**EXTRACTED MATERIAL:**

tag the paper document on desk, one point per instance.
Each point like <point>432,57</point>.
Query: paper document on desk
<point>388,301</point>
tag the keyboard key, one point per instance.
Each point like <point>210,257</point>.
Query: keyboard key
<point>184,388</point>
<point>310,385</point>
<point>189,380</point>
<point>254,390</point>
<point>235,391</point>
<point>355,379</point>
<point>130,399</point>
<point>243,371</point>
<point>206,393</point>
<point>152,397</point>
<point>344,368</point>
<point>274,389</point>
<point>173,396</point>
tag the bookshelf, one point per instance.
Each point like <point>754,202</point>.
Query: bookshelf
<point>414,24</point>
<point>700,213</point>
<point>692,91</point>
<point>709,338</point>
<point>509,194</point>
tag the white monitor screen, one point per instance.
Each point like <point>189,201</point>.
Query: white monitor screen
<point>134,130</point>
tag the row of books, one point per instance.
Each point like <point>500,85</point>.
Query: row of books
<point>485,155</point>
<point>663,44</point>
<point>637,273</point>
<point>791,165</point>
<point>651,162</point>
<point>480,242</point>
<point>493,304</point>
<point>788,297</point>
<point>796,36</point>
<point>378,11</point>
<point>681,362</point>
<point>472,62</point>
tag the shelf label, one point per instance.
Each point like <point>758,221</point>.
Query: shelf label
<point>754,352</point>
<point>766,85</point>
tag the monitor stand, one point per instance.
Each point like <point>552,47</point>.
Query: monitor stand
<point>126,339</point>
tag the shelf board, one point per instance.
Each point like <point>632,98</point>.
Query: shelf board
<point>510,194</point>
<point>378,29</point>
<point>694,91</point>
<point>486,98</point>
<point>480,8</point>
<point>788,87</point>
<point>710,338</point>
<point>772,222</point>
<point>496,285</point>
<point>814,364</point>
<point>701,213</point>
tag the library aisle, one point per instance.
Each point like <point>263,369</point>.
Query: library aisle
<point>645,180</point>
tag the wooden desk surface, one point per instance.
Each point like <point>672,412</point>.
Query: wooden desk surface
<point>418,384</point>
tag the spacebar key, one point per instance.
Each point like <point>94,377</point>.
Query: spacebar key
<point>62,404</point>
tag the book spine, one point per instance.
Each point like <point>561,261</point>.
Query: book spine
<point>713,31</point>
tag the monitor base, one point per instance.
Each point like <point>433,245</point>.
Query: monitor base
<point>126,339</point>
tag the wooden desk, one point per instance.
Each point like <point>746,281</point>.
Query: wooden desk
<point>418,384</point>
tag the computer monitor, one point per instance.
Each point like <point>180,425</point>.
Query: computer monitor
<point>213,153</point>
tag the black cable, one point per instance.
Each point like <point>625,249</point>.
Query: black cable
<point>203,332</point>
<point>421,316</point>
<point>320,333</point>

**WHAT IS BEING ASKED:** Rewrite all of the material above as a numbered list, omitting any blank lines.

**EXERCISE OUTPUT:**
1. tag the paper document on desk, one point per instance.
2. Each point like <point>432,57</point>.
3. Query: paper document on desk
4. <point>388,301</point>
5. tag the keyboard key, one point per instance.
6. Each point like <point>210,257</point>.
7. Query: keyboard key
8. <point>184,388</point>
9. <point>310,385</point>
10. <point>189,380</point>
11. <point>254,390</point>
12. <point>235,391</point>
13. <point>355,379</point>
14. <point>130,399</point>
15. <point>243,371</point>
16. <point>206,393</point>
17. <point>152,397</point>
18. <point>344,368</point>
19. <point>274,389</point>
20. <point>173,396</point>
21. tag the bookshelf, one point per instance.
22. Each point like <point>754,202</point>.
23. Query: bookshelf
24. <point>414,24</point>
25. <point>700,213</point>
26. <point>692,91</point>
27. <point>709,338</point>
28. <point>509,194</point>
29. tag the white monitor screen, one point per instance.
30. Each point like <point>189,201</point>.
31. Query: white monitor screen
32. <point>134,130</point>
33. tag the row of books, one point per instance.
34. Each point like <point>500,85</point>.
35. Query: row of books
36. <point>485,155</point>
37. <point>663,44</point>
38. <point>637,273</point>
39. <point>791,165</point>
40. <point>651,162</point>
41. <point>480,242</point>
42. <point>493,304</point>
43. <point>788,297</point>
44. <point>796,36</point>
45. <point>378,11</point>
46. <point>681,362</point>
47. <point>472,62</point>
48. tag the shelf label, one point per instance.
49. Each point like <point>758,221</point>.
50. Query: shelf label
51. <point>754,352</point>
52. <point>766,85</point>
53. tag the monitor stand, one point per instance.
54. Each point like <point>552,47</point>.
55. Query: monitor stand
56. <point>126,339</point>
57. tag the shelf board, one point per instance.
58. Each point like <point>632,98</point>.
59. Query: shelf board
60. <point>510,194</point>
61. <point>378,29</point>
62. <point>694,91</point>
63. <point>486,98</point>
64. <point>480,8</point>
65. <point>788,87</point>
66. <point>710,338</point>
67. <point>772,222</point>
68. <point>496,285</point>
69. <point>814,364</point>
70. <point>701,213</point>
71. tag the library aisle, one point per instance.
72. Each point like <point>263,369</point>.
73. Query: library aisle
74. <point>645,180</point>
75. tag the wooden desk surface, one point per instance.
76. Each point like <point>672,412</point>.
77. Query: wooden desk surface
78. <point>418,384</point>
79. tag the spacebar key, one point per instance.
80. Each point like <point>94,377</point>.
81. Query: spacebar key
82. <point>62,404</point>
83. tag the book spine, one point per instance.
84. Each point like <point>561,261</point>.
85. Query: book spine
86. <point>713,31</point>
87. tag the monitor base, one point per instance.
88. Each point like <point>433,245</point>.
89. Query: monitor base
90. <point>126,339</point>
91. tag the wooden desk, one point per instance.
92. Each point like <point>746,281</point>.
93. Query: wooden desk
94. <point>418,384</point>
95. tag the computer monitor, one point per instance.
96. Each point like <point>180,425</point>.
97. Query: computer monitor
98. <point>213,153</point>
99. tag the black cable, one point per instance.
100. Each point like <point>625,249</point>.
101. Query: black cable
102. <point>203,332</point>
103. <point>421,316</point>
104. <point>320,333</point>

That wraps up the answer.